▶ **Exercise instructions**
The entries should be given again so that each one matches the original exactly.

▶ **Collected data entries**
· · · · · · ·

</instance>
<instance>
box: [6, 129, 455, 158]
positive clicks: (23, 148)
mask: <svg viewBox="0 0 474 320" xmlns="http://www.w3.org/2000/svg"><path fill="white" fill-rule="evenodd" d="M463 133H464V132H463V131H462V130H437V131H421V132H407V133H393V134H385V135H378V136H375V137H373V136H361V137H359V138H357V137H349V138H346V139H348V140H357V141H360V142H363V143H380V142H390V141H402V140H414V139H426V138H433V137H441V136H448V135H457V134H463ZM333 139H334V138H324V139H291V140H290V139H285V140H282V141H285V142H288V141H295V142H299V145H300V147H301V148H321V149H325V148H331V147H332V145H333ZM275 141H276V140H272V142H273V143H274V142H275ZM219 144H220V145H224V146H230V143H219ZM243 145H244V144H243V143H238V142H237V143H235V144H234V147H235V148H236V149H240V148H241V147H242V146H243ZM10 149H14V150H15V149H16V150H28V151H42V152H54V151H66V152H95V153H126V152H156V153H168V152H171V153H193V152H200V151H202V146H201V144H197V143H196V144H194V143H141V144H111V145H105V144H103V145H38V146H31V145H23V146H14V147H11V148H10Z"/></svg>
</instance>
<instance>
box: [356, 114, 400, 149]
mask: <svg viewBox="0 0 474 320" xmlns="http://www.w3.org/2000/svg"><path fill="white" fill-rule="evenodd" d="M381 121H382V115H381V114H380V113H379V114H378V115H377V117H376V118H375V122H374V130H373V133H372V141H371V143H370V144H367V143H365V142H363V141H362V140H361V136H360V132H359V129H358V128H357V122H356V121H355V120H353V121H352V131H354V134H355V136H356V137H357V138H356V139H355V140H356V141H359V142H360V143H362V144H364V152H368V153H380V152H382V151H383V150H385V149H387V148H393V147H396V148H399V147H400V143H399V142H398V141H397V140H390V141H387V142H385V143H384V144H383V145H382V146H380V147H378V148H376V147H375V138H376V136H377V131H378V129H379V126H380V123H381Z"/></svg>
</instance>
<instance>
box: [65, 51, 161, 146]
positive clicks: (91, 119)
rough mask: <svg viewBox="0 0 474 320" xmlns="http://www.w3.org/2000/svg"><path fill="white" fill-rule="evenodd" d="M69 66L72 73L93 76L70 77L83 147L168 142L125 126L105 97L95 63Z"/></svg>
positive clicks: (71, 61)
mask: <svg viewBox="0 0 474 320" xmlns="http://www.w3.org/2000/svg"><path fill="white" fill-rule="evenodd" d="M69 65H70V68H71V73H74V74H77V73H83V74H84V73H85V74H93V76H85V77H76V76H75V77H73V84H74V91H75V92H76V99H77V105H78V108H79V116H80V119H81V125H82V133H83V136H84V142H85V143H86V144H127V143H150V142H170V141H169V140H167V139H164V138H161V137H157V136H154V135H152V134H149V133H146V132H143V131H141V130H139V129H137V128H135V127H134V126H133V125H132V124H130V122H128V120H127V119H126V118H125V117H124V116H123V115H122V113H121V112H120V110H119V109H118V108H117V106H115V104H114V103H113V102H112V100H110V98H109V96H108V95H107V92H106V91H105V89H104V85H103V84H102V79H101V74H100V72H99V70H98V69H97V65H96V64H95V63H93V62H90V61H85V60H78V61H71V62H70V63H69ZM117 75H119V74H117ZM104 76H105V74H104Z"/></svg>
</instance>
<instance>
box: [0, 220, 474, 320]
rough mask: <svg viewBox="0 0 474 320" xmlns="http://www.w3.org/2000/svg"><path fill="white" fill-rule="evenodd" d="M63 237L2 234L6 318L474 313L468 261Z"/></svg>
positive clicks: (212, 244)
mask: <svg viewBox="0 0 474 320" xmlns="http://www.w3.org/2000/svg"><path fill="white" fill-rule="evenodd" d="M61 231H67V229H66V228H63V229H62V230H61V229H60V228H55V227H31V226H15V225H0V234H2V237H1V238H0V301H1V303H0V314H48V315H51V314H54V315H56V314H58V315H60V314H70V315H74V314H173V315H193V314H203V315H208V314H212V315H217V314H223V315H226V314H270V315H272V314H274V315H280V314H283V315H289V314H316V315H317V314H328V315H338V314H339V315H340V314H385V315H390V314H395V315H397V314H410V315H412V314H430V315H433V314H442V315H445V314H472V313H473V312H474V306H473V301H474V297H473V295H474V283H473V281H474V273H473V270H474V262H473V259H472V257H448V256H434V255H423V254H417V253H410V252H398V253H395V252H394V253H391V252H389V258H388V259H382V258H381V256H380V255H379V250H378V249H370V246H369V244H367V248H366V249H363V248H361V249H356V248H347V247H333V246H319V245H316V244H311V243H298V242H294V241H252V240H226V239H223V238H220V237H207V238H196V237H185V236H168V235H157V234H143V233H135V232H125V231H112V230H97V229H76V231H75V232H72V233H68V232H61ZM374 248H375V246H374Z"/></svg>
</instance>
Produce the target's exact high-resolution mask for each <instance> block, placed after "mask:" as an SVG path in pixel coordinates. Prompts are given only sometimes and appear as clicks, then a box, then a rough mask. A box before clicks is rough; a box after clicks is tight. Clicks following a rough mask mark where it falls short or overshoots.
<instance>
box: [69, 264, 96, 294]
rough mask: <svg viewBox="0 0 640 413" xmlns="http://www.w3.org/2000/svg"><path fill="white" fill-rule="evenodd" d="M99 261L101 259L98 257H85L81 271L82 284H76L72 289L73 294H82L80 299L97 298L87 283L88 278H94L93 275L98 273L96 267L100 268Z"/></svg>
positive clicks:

· · · · · · ·

▶ **Exercise output**
</instance>
<instance>
box: [6, 129, 455, 158]
positive clicks: (23, 148)
mask: <svg viewBox="0 0 474 320" xmlns="http://www.w3.org/2000/svg"><path fill="white" fill-rule="evenodd" d="M463 133H464V132H463V131H462V130H437V131H421V132H407V133H393V134H385V135H378V136H375V137H373V136H361V137H359V138H357V137H349V138H346V139H348V140H357V141H360V142H363V143H380V142H390V141H402V140H414V139H426V138H433V137H441V136H448V135H457V134H463ZM333 139H334V138H324V139H291V140H290V139H285V140H282V141H285V142H288V141H295V142H299V145H300V147H301V148H321V149H325V148H331V147H332V145H333ZM275 141H276V140H272V142H273V143H274V142H275ZM219 144H220V145H224V146H230V143H219ZM243 145H244V144H243V143H238V142H237V143H235V144H234V147H235V148H236V149H240V148H241V147H242V146H243ZM10 149H14V150H15V149H16V150H28V151H42V152H54V151H66V152H95V153H126V152H156V153H168V152H171V153H193V152H200V151H202V146H201V144H197V143H196V144H194V143H141V144H111V145H105V144H103V145H38V146H31V145H23V146H14V147H11V148H10Z"/></svg>
</instance>
<instance>
box: [356, 114, 400, 149]
mask: <svg viewBox="0 0 474 320" xmlns="http://www.w3.org/2000/svg"><path fill="white" fill-rule="evenodd" d="M381 121H382V115H381V114H380V113H379V114H378V115H377V117H376V118H375V122H374V130H373V133H372V141H371V143H370V144H367V143H365V142H363V141H362V140H361V136H360V132H359V129H358V128H357V122H356V121H355V120H353V121H352V131H354V134H355V136H356V137H357V138H356V139H355V140H356V141H359V142H360V143H362V144H364V152H368V153H380V152H382V151H383V150H385V149H387V148H393V147H396V148H399V147H400V143H399V142H398V141H397V140H390V141H387V142H385V143H384V144H383V145H382V146H380V147H378V148H376V147H375V138H376V136H377V131H378V129H379V126H380V123H381Z"/></svg>
</instance>
<instance>
box: [65, 51, 161, 146]
positive clicks: (91, 119)
rough mask: <svg viewBox="0 0 474 320" xmlns="http://www.w3.org/2000/svg"><path fill="white" fill-rule="evenodd" d="M69 66L72 73L93 76L70 77L83 147L168 142L125 126L105 97L95 63Z"/></svg>
positive clicks: (71, 61)
mask: <svg viewBox="0 0 474 320" xmlns="http://www.w3.org/2000/svg"><path fill="white" fill-rule="evenodd" d="M69 65H70V68H71V73H74V74H77V73H83V74H84V73H85V74H93V76H85V77H76V76H75V77H73V84H74V91H75V92H76V99H77V105H78V108H79V116H80V119H81V125H82V133H83V136H84V142H85V143H86V144H127V143H150V142H170V141H169V140H167V139H164V138H161V137H157V136H154V135H152V134H149V133H146V132H143V131H141V130H139V129H137V128H135V127H134V126H133V125H132V124H130V122H128V120H127V119H126V118H125V117H124V116H123V115H122V113H121V112H120V110H119V109H118V108H117V106H115V104H114V103H113V102H112V100H110V98H109V96H108V95H107V92H106V91H105V89H104V85H103V84H102V79H101V74H100V72H99V70H98V69H97V65H96V64H95V63H93V62H90V61H85V60H78V61H71V62H70V63H69ZM117 75H119V74H117ZM104 76H105V74H104Z"/></svg>
</instance>
<instance>
box: [0, 220, 474, 320]
rough mask: <svg viewBox="0 0 474 320" xmlns="http://www.w3.org/2000/svg"><path fill="white" fill-rule="evenodd" d="M63 237L2 234L6 318L474 313L468 261Z"/></svg>
positive clicks: (212, 244)
mask: <svg viewBox="0 0 474 320" xmlns="http://www.w3.org/2000/svg"><path fill="white" fill-rule="evenodd" d="M61 231H67V229H66V228H63V229H62V230H61V229H60V228H55V227H31V226H15V225H0V234H2V237H1V238H0V301H1V303H0V314H48V315H51V314H54V315H56V314H58V315H60V314H70V315H74V314H173V315H193V314H203V315H208V314H212V315H217V314H223V315H226V314H270V315H272V314H274V315H280V314H283V315H289V314H316V315H317V314H328V315H338V314H339V315H340V314H385V315H390V314H395V315H397V314H410V315H412V314H430V315H433V314H442V315H445V314H472V313H473V312H474V306H473V301H474V297H473V295H474V283H473V281H474V273H473V270H474V262H473V259H472V257H448V256H434V255H423V254H417V253H410V252H398V253H395V252H394V253H391V252H389V258H388V259H382V258H381V256H380V255H379V250H378V249H370V246H369V244H367V248H366V249H363V248H361V249H356V248H347V247H333V246H319V245H316V244H311V243H298V242H294V241H252V240H226V239H223V238H220V237H207V238H196V237H185V236H168V235H157V234H143V233H135V232H125V231H112V230H97V229H76V231H75V232H72V233H68V232H61ZM374 248H375V246H374Z"/></svg>
</instance>
Produce the target's exact high-resolution mask for each <instance> block, placed after "mask:" as an SVG path in pixel coordinates. Prompts are given only sometimes and appear as clicks, then a box, then a rough mask. A box before clicks is rough; a box after clicks is tight. Clicks following a rough mask mark where it falls short or overshoots.
<instance>
box: [69, 264, 96, 294]
rough mask: <svg viewBox="0 0 640 413" xmlns="http://www.w3.org/2000/svg"><path fill="white" fill-rule="evenodd" d="M99 261L101 259L98 257H85L81 271L82 284H76L72 289L73 294H82L80 299L97 298L87 283L88 278H94L93 275L98 273L96 267L100 268Z"/></svg>
positive clicks:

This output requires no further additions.